TEXT SECTION —
Sunday, June 23, 2019

We All Are Getting Older

Those of the Stonewall generation are getting to their sunsets.
Will LGBT Retirees End Up Back In The Closet?
By David Rae
June 5, 2019

What does your dream retirement look like? Your life experience living as part of the LGBTQ+ community will likely play a role in where you retire, how much money you have to spend in retirement, and even your healthcare needs as you age.  Sadly, homophobia may put a damper on part of your gay retirement plan.  It might even drive some part of the community back into the closet as we get older.
Since then, I’ve met people who’ve gone back into the closet after entering retirement communities.  Others living in fear of what will happen to them once their “family” is no longer able to keep an eye on them. Many may wonder if they will be able to afford Long Term Care, and if they will ever actually need it. All of this on top of the fear of ‘getting old’ which many of us are working hard to ensure this process happens as slows as possible. I’ve heard many gay men joke  that they are suffering from Peter Pan syndrome (I don’t wanna grow up….).

GIVEN ENTRIES —
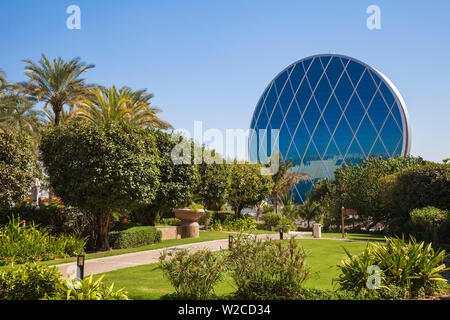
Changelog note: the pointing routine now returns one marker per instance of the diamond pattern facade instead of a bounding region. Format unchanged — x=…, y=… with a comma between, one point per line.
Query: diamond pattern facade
x=329, y=109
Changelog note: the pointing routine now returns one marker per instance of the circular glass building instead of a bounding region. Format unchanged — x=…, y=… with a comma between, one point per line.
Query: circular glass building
x=326, y=110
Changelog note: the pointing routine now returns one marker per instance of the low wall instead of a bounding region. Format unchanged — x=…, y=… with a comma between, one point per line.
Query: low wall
x=178, y=232
x=170, y=232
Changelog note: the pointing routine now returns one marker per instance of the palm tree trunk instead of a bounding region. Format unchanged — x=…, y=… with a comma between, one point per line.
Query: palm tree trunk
x=57, y=109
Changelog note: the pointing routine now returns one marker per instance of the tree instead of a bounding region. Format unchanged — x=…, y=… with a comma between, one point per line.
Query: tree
x=107, y=105
x=309, y=210
x=16, y=111
x=430, y=218
x=417, y=187
x=214, y=184
x=357, y=187
x=289, y=209
x=17, y=167
x=284, y=181
x=56, y=84
x=178, y=182
x=100, y=169
x=247, y=186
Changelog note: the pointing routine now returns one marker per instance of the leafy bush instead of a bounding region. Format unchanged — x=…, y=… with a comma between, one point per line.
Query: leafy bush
x=221, y=216
x=17, y=167
x=272, y=219
x=101, y=169
x=413, y=267
x=326, y=294
x=56, y=218
x=431, y=219
x=205, y=219
x=270, y=269
x=286, y=224
x=134, y=237
x=89, y=289
x=20, y=244
x=30, y=282
x=170, y=221
x=418, y=187
x=193, y=275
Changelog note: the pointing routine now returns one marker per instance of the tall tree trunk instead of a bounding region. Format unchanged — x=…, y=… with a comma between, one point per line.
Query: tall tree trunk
x=258, y=213
x=103, y=226
x=57, y=109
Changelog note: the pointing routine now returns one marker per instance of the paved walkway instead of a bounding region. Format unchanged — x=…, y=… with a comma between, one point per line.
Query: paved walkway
x=101, y=265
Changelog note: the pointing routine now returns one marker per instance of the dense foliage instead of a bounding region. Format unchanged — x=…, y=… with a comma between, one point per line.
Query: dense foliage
x=178, y=182
x=193, y=275
x=214, y=184
x=247, y=187
x=89, y=289
x=101, y=168
x=268, y=269
x=412, y=268
x=17, y=168
x=20, y=244
x=30, y=282
x=357, y=187
x=134, y=237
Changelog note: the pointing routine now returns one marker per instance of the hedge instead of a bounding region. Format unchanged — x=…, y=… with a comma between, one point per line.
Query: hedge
x=221, y=216
x=134, y=237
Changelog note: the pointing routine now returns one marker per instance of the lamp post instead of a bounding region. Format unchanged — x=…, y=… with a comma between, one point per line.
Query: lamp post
x=230, y=241
x=80, y=266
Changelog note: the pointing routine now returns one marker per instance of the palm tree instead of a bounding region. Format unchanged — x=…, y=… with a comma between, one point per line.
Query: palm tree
x=289, y=209
x=284, y=181
x=17, y=113
x=110, y=105
x=309, y=210
x=56, y=84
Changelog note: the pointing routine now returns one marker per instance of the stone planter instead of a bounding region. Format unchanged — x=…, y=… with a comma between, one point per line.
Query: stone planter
x=189, y=225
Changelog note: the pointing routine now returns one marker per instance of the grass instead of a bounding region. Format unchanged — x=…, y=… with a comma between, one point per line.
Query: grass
x=147, y=281
x=354, y=236
x=204, y=236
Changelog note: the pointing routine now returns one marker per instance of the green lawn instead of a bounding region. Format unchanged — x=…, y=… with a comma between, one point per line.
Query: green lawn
x=204, y=236
x=356, y=236
x=147, y=281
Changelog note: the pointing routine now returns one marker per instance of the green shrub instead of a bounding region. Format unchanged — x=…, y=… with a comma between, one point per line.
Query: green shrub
x=134, y=237
x=326, y=294
x=193, y=276
x=205, y=219
x=413, y=267
x=418, y=187
x=30, y=282
x=286, y=224
x=272, y=219
x=89, y=289
x=19, y=244
x=221, y=216
x=270, y=269
x=431, y=219
x=170, y=221
x=246, y=223
x=55, y=218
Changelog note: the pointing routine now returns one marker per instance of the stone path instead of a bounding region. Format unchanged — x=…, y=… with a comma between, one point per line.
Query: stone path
x=101, y=265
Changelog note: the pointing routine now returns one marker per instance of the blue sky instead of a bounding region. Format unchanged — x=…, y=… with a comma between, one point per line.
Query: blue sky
x=211, y=60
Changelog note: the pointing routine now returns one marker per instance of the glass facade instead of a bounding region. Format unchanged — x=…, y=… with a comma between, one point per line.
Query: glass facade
x=328, y=109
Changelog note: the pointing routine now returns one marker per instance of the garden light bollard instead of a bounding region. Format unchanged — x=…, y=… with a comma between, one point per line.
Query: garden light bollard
x=80, y=267
x=230, y=241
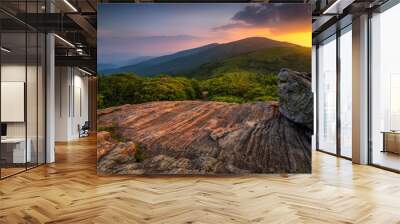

DIRECTIONS —
a – In the article on LGBT retirement, who is named as the author?
b – Please list each part of retirement that, according to the article on LGBT retirement, life experience in the LGBTQ+ community will likely play a role in.
c – What reason does the article on LGBT retirement give for why some of the community might go back into the closet as they get older?

TASK-BY-TASK OUTPUTS —
a – David Rae

b –
- Where you retire
- How much money you have to spend in retirement
- Your healthcare needs as you age

c – The article says homophobia may put a damper on part of a gay retirement plan and might drive some of the community back into the closet as they age. It also reports meeting people who went back into the closet after entering retirement communities.